* Document segment
━━━
I arrived at the nursing home while my mother was working with a physical therapist. Her nurse for the day encouraged me to go to the physical therapy gym to watch Mom doing her exercises.

Mom looked tired and a little red in her face, but she was using a walker correctly with the help of a staff member. In need of a perm, Mom’s white hair, straight and a little shaggy, covered her forehead. Looking up at me, she tried to joke as she had in the past when something hurt. She said with a dramatic sigh, “Oh! My aching pinfeathers!”

I laughed, despite knowing that she was having pain caused by arthritis. My family had a cartoon inspired vocabulary that we often used even when something bothering us wasn’t a laughing matter.

Comic books drawn and written by Carl Barks were a part of my family as I grew up. Daddy bought them each week for ten or fifteen cents apiece while in town to have oats ground for cow feed. Each member of the family read all the comic books many times, enjoying the funny pictures and storylines. Barks introduced his miserly character, Scrooge McDuck in 1947. Scrooge frequently suffered from ‘aching pinfeathers’. This mysterious ailment troubled him whenever his three-acre money bin was about to be broken into by the wicked Beagle Boys.

Another comic book word that entered my family’s vocabulary was ‘pixilated’. It came from Carl Bark’s story about a pixilated parrot who memorized Scrooge’s vault combination before flying off. The vault held “ninety tons of money”. Afraid the combination would fall into the wrong hands, Scrooge and his nephew Donald, and his nephews Huey, Dewey and Louie chase after the parrot. In love with another parrot, the troublesome bird manages to get the Ducks shanghaied and they end up in ancient Persia where they discover a lost city.
━━━
* Task objective
Using the account of the nursing home visit, explain in one to three sentences why the narrator laughed when Mom said "Oh! My aching pinfeathers!"
━━━
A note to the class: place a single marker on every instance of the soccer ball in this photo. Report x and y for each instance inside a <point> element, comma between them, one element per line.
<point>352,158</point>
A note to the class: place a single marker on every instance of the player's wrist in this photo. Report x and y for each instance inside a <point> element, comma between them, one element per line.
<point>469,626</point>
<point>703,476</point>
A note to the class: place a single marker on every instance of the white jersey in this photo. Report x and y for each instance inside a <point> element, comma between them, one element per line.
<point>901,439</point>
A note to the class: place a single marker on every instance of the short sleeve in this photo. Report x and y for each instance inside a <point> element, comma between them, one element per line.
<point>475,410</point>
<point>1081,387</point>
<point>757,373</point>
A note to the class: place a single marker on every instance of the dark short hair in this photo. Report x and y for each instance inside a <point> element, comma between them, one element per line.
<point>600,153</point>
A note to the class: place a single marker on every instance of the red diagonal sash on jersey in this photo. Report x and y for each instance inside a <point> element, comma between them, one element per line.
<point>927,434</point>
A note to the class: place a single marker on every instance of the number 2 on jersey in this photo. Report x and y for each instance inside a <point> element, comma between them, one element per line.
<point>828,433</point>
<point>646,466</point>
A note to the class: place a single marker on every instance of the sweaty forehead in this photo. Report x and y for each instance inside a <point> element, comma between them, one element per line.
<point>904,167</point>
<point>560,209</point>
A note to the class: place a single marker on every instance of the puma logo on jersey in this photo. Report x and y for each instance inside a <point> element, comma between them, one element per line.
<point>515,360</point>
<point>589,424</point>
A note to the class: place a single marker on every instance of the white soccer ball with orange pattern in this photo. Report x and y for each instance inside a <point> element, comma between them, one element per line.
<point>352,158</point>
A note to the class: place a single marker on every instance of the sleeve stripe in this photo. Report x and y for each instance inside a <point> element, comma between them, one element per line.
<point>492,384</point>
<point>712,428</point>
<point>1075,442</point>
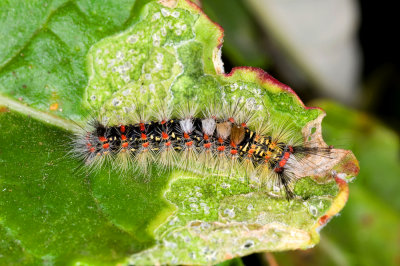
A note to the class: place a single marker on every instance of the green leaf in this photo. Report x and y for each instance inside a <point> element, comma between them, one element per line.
<point>371,217</point>
<point>96,57</point>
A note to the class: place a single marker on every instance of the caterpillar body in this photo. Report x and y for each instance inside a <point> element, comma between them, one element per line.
<point>212,142</point>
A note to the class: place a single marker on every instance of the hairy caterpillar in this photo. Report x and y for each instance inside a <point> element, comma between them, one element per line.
<point>222,140</point>
<point>155,96</point>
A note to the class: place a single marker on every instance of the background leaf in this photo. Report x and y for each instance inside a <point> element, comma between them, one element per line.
<point>52,213</point>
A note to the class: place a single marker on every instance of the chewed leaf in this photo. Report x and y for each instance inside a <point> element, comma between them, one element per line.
<point>165,59</point>
<point>165,69</point>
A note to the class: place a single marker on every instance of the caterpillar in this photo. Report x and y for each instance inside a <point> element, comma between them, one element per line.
<point>164,99</point>
<point>220,141</point>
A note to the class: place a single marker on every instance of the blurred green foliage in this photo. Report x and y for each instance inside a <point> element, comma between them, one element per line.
<point>367,232</point>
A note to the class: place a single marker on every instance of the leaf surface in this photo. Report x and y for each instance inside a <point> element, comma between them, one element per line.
<point>86,57</point>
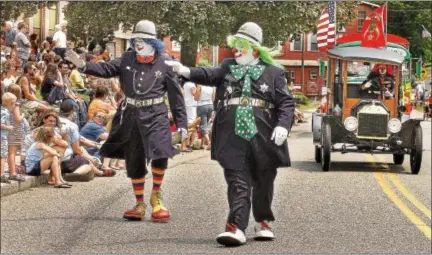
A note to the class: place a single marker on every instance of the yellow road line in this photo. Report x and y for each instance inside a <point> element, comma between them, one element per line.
<point>396,181</point>
<point>404,209</point>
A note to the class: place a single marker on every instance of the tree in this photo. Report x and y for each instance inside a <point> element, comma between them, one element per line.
<point>13,9</point>
<point>406,19</point>
<point>206,23</point>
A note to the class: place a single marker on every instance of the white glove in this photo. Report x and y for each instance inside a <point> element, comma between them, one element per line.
<point>279,135</point>
<point>74,58</point>
<point>183,132</point>
<point>387,93</point>
<point>368,84</point>
<point>179,68</point>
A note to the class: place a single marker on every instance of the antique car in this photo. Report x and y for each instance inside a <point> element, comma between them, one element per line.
<point>365,111</point>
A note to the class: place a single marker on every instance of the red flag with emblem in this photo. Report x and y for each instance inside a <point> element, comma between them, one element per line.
<point>373,29</point>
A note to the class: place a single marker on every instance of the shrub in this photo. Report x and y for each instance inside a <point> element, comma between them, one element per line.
<point>301,99</point>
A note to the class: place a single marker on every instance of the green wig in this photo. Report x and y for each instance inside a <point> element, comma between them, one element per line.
<point>264,53</point>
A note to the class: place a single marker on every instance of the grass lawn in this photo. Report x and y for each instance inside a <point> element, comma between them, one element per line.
<point>309,105</point>
<point>419,108</point>
<point>83,96</point>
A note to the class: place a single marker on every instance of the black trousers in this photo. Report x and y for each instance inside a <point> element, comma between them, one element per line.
<point>135,157</point>
<point>246,187</point>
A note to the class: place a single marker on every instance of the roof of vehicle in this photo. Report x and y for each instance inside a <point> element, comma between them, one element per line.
<point>363,53</point>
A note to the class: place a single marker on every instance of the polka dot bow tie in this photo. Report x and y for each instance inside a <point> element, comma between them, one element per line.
<point>245,126</point>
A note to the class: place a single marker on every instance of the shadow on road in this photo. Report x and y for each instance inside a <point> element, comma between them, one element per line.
<point>349,166</point>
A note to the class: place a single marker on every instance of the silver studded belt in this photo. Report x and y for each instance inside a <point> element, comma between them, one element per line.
<point>249,101</point>
<point>144,102</point>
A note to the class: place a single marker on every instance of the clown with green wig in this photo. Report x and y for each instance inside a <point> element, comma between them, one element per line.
<point>250,129</point>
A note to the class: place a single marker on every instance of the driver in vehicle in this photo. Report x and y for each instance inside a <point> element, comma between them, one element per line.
<point>380,79</point>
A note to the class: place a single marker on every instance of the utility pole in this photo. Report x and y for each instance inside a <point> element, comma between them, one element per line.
<point>302,42</point>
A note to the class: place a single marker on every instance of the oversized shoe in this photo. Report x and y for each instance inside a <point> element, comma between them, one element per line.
<point>232,236</point>
<point>160,213</point>
<point>137,213</point>
<point>263,231</point>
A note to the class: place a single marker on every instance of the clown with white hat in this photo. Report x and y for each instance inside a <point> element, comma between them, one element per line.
<point>141,129</point>
<point>255,109</point>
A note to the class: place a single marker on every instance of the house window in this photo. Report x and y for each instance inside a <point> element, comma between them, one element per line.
<point>361,16</point>
<point>313,43</point>
<point>313,75</point>
<point>297,44</point>
<point>175,46</point>
<point>52,18</point>
<point>292,76</point>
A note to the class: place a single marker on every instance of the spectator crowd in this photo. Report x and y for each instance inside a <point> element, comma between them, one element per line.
<point>54,118</point>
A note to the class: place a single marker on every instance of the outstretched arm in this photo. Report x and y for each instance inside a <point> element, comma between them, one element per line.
<point>284,102</point>
<point>202,75</point>
<point>176,100</point>
<point>102,69</point>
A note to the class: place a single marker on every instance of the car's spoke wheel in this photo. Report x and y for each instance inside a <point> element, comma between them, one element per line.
<point>326,147</point>
<point>417,150</point>
<point>317,154</point>
<point>398,158</point>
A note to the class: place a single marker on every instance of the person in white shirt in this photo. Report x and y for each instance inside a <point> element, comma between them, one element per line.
<point>59,40</point>
<point>205,97</point>
<point>191,105</point>
<point>189,91</point>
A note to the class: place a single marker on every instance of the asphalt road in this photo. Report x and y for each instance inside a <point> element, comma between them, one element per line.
<point>365,204</point>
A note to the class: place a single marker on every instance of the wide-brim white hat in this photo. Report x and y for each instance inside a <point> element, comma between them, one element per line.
<point>250,31</point>
<point>144,29</point>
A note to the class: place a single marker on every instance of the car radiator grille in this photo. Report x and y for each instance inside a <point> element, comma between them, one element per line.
<point>372,124</point>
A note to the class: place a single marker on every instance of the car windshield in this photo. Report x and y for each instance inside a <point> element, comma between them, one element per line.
<point>370,80</point>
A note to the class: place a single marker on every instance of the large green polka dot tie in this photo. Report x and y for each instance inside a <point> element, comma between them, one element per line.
<point>245,126</point>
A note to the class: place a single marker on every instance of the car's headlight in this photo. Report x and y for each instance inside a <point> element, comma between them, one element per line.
<point>395,125</point>
<point>351,123</point>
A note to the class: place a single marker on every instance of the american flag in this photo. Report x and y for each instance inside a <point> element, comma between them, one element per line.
<point>425,33</point>
<point>326,35</point>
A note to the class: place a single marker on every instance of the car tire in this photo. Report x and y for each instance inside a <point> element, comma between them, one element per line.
<point>417,150</point>
<point>317,154</point>
<point>398,158</point>
<point>325,147</point>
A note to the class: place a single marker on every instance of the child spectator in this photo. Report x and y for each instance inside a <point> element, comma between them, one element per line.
<point>98,103</point>
<point>8,104</point>
<point>40,157</point>
<point>16,136</point>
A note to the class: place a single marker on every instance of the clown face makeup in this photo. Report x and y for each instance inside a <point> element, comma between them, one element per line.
<point>142,48</point>
<point>243,56</point>
<point>382,69</point>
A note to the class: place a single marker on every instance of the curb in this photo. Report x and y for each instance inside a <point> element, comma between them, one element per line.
<point>35,181</point>
<point>30,182</point>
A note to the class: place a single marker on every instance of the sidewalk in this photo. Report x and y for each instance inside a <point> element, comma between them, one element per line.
<point>33,181</point>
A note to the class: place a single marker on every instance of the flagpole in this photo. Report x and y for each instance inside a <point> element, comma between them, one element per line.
<point>336,27</point>
<point>386,21</point>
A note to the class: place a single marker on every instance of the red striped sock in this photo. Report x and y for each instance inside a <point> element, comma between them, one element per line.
<point>157,178</point>
<point>138,187</point>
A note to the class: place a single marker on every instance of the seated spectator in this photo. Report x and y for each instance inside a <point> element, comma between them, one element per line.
<point>53,80</point>
<point>95,131</point>
<point>76,162</point>
<point>78,103</point>
<point>39,75</point>
<point>76,79</point>
<point>41,156</point>
<point>8,105</point>
<point>16,136</point>
<point>8,70</point>
<point>29,94</point>
<point>99,104</point>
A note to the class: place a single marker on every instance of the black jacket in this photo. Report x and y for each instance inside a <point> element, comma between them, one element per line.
<point>228,148</point>
<point>143,81</point>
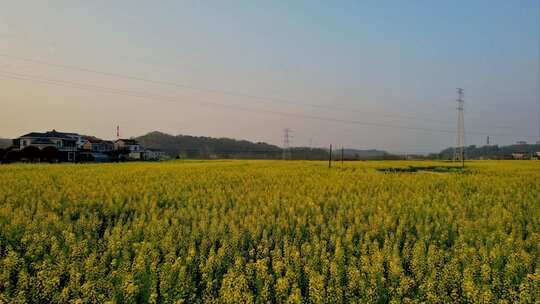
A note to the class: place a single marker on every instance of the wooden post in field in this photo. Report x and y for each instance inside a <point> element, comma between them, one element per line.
<point>330,158</point>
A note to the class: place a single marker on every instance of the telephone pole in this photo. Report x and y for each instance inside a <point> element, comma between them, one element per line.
<point>459,151</point>
<point>330,158</point>
<point>287,143</point>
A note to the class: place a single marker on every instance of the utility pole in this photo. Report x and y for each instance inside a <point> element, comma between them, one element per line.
<point>330,158</point>
<point>342,154</point>
<point>286,143</point>
<point>459,151</point>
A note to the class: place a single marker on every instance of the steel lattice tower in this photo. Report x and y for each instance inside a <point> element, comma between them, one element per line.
<point>459,151</point>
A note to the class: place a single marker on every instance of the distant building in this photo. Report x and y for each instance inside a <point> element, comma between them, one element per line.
<point>154,154</point>
<point>520,155</point>
<point>95,144</point>
<point>130,147</point>
<point>65,143</point>
<point>63,146</point>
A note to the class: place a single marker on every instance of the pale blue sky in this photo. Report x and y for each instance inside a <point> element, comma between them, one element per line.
<point>379,70</point>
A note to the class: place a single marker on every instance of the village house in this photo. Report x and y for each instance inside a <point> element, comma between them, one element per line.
<point>520,155</point>
<point>154,154</point>
<point>130,147</point>
<point>65,143</point>
<point>72,147</point>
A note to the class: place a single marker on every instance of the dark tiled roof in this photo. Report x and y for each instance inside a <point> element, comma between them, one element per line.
<point>52,134</point>
<point>129,141</point>
<point>42,141</point>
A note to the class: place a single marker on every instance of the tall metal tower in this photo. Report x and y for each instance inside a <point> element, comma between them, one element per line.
<point>459,151</point>
<point>287,143</point>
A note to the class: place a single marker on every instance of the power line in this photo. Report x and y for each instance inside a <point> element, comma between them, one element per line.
<point>459,151</point>
<point>172,99</point>
<point>259,98</point>
<point>287,144</point>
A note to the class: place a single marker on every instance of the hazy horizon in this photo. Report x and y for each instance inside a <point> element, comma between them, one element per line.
<point>371,75</point>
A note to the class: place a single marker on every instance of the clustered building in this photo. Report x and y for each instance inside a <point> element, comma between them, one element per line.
<point>73,147</point>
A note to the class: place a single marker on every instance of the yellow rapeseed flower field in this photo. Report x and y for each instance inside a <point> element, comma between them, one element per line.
<point>270,232</point>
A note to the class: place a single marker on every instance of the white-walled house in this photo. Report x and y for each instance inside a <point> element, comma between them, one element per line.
<point>131,147</point>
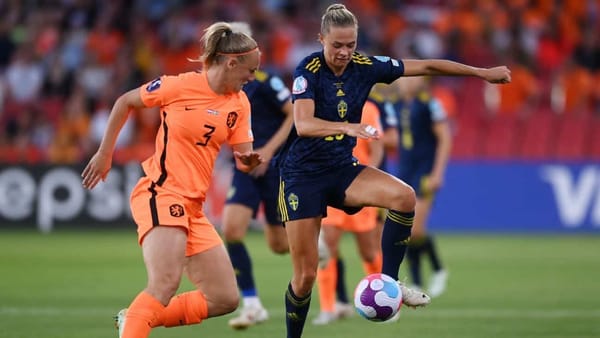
━━━
* Exercise result
The narrator laughed even while knowing Mom's arthritis was causing her pain, because the family had a cartoon-inspired vocabulary it used even when something bothering them wasn't a laughing matter. The phrase came from the Carl Barks comic books the family read, in which Scrooge McDuck often suffered from "aching pinfeathers." Mom was using it to joke, as she had in the past when something hurt.